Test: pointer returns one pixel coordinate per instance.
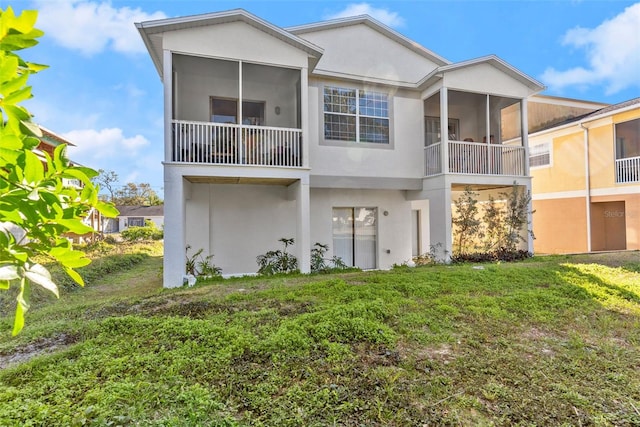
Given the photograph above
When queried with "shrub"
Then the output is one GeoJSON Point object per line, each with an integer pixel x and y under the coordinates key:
{"type": "Point", "coordinates": [501, 254]}
{"type": "Point", "coordinates": [278, 261]}
{"type": "Point", "coordinates": [320, 264]}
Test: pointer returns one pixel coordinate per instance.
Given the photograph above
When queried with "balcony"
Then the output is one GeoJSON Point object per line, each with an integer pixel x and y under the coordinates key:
{"type": "Point", "coordinates": [628, 170]}
{"type": "Point", "coordinates": [475, 158]}
{"type": "Point", "coordinates": [232, 145]}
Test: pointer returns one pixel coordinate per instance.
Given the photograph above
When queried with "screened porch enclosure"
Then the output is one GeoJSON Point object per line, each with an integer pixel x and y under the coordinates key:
{"type": "Point", "coordinates": [235, 113]}
{"type": "Point", "coordinates": [483, 135]}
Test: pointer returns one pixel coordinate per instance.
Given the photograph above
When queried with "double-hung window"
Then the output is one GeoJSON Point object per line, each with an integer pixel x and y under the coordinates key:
{"type": "Point", "coordinates": [356, 115]}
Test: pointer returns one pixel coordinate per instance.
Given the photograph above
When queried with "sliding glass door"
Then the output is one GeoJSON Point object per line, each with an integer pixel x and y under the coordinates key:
{"type": "Point", "coordinates": [355, 236]}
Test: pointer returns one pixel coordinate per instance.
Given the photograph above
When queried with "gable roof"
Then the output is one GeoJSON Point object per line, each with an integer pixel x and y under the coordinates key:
{"type": "Point", "coordinates": [367, 20]}
{"type": "Point", "coordinates": [151, 32]}
{"type": "Point", "coordinates": [493, 60]}
{"type": "Point", "coordinates": [141, 210]}
{"type": "Point", "coordinates": [598, 114]}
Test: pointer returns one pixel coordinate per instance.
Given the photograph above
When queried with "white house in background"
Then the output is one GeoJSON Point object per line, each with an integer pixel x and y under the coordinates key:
{"type": "Point", "coordinates": [341, 132]}
{"type": "Point", "coordinates": [134, 216]}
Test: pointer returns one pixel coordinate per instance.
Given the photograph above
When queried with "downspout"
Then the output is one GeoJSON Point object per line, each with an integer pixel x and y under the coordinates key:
{"type": "Point", "coordinates": [587, 183]}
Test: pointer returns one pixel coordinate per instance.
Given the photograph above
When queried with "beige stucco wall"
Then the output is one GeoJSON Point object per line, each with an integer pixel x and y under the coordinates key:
{"type": "Point", "coordinates": [566, 172]}
{"type": "Point", "coordinates": [630, 213]}
{"type": "Point", "coordinates": [560, 225]}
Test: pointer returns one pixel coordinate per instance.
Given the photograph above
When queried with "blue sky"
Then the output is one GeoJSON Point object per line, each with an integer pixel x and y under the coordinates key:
{"type": "Point", "coordinates": [103, 93]}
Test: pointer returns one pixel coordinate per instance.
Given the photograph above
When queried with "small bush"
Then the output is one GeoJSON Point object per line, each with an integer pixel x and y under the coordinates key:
{"type": "Point", "coordinates": [320, 264]}
{"type": "Point", "coordinates": [501, 254]}
{"type": "Point", "coordinates": [279, 261]}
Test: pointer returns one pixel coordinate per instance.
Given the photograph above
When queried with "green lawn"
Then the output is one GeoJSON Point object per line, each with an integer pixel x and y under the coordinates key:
{"type": "Point", "coordinates": [549, 341]}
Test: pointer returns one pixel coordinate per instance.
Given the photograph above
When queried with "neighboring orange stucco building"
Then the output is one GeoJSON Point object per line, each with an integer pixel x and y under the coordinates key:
{"type": "Point", "coordinates": [586, 182]}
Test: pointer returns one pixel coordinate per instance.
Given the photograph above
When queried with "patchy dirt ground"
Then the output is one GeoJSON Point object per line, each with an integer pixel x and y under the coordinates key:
{"type": "Point", "coordinates": [41, 346]}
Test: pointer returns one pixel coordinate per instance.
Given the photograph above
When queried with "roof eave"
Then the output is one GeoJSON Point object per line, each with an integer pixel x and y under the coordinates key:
{"type": "Point", "coordinates": [149, 28]}
{"type": "Point", "coordinates": [372, 23]}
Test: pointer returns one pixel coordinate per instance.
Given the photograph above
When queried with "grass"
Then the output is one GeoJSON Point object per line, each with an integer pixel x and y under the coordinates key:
{"type": "Point", "coordinates": [550, 341]}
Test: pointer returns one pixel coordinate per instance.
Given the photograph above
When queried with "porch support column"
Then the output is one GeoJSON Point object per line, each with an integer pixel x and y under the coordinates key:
{"type": "Point", "coordinates": [440, 232]}
{"type": "Point", "coordinates": [174, 227]}
{"type": "Point", "coordinates": [524, 130]}
{"type": "Point", "coordinates": [167, 82]}
{"type": "Point", "coordinates": [240, 134]}
{"type": "Point", "coordinates": [303, 224]}
{"type": "Point", "coordinates": [304, 115]}
{"type": "Point", "coordinates": [444, 129]}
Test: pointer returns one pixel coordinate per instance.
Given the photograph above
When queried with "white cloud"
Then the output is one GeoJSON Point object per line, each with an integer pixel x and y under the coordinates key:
{"type": "Point", "coordinates": [392, 19]}
{"type": "Point", "coordinates": [612, 52]}
{"type": "Point", "coordinates": [93, 26]}
{"type": "Point", "coordinates": [92, 146]}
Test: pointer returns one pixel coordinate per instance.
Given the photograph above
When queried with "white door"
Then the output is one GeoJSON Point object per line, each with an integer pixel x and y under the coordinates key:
{"type": "Point", "coordinates": [355, 236]}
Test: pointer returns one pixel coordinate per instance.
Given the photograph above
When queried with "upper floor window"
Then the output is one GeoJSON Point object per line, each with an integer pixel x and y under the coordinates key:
{"type": "Point", "coordinates": [540, 155]}
{"type": "Point", "coordinates": [356, 115]}
{"type": "Point", "coordinates": [136, 221]}
{"type": "Point", "coordinates": [628, 139]}
{"type": "Point", "coordinates": [225, 110]}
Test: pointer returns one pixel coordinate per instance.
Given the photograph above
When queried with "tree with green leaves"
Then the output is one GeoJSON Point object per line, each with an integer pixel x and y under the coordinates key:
{"type": "Point", "coordinates": [36, 207]}
{"type": "Point", "coordinates": [466, 221]}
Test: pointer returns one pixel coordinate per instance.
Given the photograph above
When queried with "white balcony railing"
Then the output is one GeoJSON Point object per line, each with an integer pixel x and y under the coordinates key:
{"type": "Point", "coordinates": [229, 144]}
{"type": "Point", "coordinates": [476, 158]}
{"type": "Point", "coordinates": [628, 170]}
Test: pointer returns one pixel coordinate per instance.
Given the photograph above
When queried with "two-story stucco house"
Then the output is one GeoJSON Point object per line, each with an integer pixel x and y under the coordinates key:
{"type": "Point", "coordinates": [341, 132]}
{"type": "Point", "coordinates": [586, 181]}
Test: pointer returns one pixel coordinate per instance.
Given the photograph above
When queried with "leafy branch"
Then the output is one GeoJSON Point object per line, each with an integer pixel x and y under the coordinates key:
{"type": "Point", "coordinates": [37, 209]}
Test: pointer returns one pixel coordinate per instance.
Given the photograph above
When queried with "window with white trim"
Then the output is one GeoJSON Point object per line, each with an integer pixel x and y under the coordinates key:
{"type": "Point", "coordinates": [540, 155]}
{"type": "Point", "coordinates": [356, 115]}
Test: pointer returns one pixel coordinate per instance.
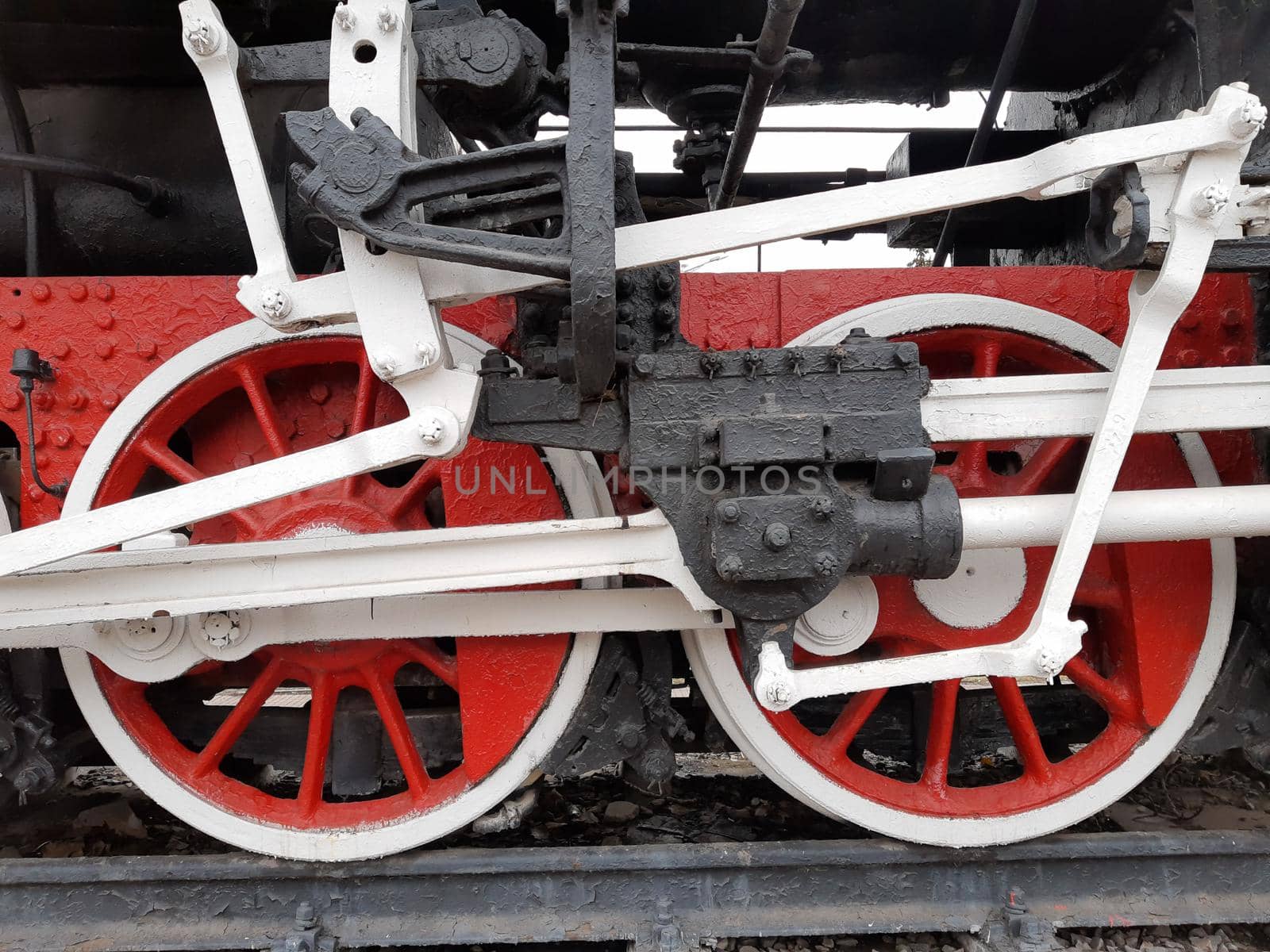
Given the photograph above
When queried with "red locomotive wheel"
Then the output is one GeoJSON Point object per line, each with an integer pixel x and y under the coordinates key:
{"type": "Point", "coordinates": [441, 712]}
{"type": "Point", "coordinates": [914, 762]}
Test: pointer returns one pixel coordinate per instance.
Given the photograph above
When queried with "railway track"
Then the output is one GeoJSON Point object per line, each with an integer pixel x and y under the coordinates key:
{"type": "Point", "coordinates": [656, 898]}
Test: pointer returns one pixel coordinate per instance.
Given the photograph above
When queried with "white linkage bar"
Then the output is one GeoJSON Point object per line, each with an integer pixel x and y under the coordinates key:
{"type": "Point", "coordinates": [1156, 301]}
{"type": "Point", "coordinates": [1071, 404]}
{"type": "Point", "coordinates": [1227, 130]}
{"type": "Point", "coordinates": [1049, 173]}
{"type": "Point", "coordinates": [216, 495]}
{"type": "Point", "coordinates": [372, 585]}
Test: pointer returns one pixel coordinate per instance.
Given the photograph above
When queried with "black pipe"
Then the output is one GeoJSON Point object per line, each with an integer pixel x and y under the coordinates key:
{"type": "Point", "coordinates": [1000, 84]}
{"type": "Point", "coordinates": [152, 194]}
{"type": "Point", "coordinates": [21, 129]}
{"type": "Point", "coordinates": [765, 69]}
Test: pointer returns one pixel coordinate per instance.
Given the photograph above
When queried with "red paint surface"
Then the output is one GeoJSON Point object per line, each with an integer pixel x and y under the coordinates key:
{"type": "Point", "coordinates": [103, 336]}
{"type": "Point", "coordinates": [106, 336]}
{"type": "Point", "coordinates": [1146, 607]}
{"type": "Point", "coordinates": [286, 397]}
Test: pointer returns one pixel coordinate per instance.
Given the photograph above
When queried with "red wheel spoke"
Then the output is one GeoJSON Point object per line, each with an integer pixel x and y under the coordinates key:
{"type": "Point", "coordinates": [987, 355]}
{"type": "Point", "coordinates": [262, 405]}
{"type": "Point", "coordinates": [939, 736]}
{"type": "Point", "coordinates": [243, 714]}
{"type": "Point", "coordinates": [854, 715]}
{"type": "Point", "coordinates": [432, 658]}
{"type": "Point", "coordinates": [364, 412]}
{"type": "Point", "coordinates": [1109, 696]}
{"type": "Point", "coordinates": [399, 734]}
{"type": "Point", "coordinates": [421, 484]}
{"type": "Point", "coordinates": [368, 395]}
{"type": "Point", "coordinates": [1022, 727]}
{"type": "Point", "coordinates": [321, 721]}
{"type": "Point", "coordinates": [168, 463]}
{"type": "Point", "coordinates": [1039, 467]}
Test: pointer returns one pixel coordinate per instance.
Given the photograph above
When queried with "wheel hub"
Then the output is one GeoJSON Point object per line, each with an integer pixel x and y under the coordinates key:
{"type": "Point", "coordinates": [446, 727]}
{"type": "Point", "coordinates": [988, 585]}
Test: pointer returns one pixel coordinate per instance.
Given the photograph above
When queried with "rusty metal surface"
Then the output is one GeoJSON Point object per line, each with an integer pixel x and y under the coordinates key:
{"type": "Point", "coordinates": [656, 896]}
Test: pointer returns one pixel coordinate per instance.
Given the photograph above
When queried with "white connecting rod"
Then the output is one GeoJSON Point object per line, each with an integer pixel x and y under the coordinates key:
{"type": "Point", "coordinates": [182, 582]}
{"type": "Point", "coordinates": [956, 410]}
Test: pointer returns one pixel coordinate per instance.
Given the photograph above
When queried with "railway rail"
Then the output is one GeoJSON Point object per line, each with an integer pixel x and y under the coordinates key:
{"type": "Point", "coordinates": [660, 898]}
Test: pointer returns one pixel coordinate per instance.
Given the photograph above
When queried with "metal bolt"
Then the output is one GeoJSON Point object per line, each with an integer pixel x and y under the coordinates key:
{"type": "Point", "coordinates": [305, 916]}
{"type": "Point", "coordinates": [776, 536]}
{"type": "Point", "coordinates": [275, 304]}
{"type": "Point", "coordinates": [778, 693]}
{"type": "Point", "coordinates": [1249, 120]}
{"type": "Point", "coordinates": [432, 429]}
{"type": "Point", "coordinates": [1210, 201]}
{"type": "Point", "coordinates": [1015, 900]}
{"type": "Point", "coordinates": [1048, 662]}
{"type": "Point", "coordinates": [344, 17]}
{"type": "Point", "coordinates": [221, 628]}
{"type": "Point", "coordinates": [826, 562]}
{"type": "Point", "coordinates": [202, 37]}
{"type": "Point", "coordinates": [429, 353]}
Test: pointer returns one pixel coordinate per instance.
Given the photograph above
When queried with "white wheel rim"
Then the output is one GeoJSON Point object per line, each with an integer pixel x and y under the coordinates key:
{"type": "Point", "coordinates": [582, 488]}
{"type": "Point", "coordinates": [725, 691]}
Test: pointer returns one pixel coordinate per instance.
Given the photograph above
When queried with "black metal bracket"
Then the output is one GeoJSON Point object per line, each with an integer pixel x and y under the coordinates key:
{"type": "Point", "coordinates": [539, 207]}
{"type": "Point", "coordinates": [1119, 225]}
{"type": "Point", "coordinates": [366, 181]}
{"type": "Point", "coordinates": [29, 367]}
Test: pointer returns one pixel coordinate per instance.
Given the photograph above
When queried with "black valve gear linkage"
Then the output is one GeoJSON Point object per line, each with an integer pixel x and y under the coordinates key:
{"type": "Point", "coordinates": [29, 366]}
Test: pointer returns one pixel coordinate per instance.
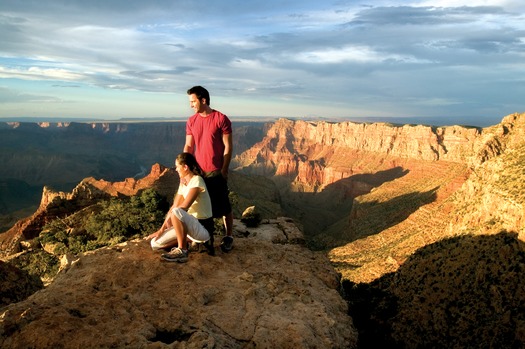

* [Task goal]:
Report every line of the records that contains the word "door", treating case as significant.

* [Task solution]:
When queried with "sliding glass door"
When queried with "white door"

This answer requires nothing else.